===== DATA SHOWN =====

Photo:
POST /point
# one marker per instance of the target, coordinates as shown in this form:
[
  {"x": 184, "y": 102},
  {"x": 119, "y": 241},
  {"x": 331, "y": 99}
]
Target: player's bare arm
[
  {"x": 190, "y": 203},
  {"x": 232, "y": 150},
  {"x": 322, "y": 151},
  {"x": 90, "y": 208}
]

=====

Reproduce the material above verbatim, keeping every line unchanged.

**RESPONSE:**
Photo:
POST /point
# one marker per instance of the target, coordinates as shown in this form:
[
  {"x": 184, "y": 102},
  {"x": 119, "y": 241},
  {"x": 331, "y": 99}
]
Target: player's bare arm
[
  {"x": 190, "y": 203},
  {"x": 232, "y": 150},
  {"x": 322, "y": 151},
  {"x": 90, "y": 208}
]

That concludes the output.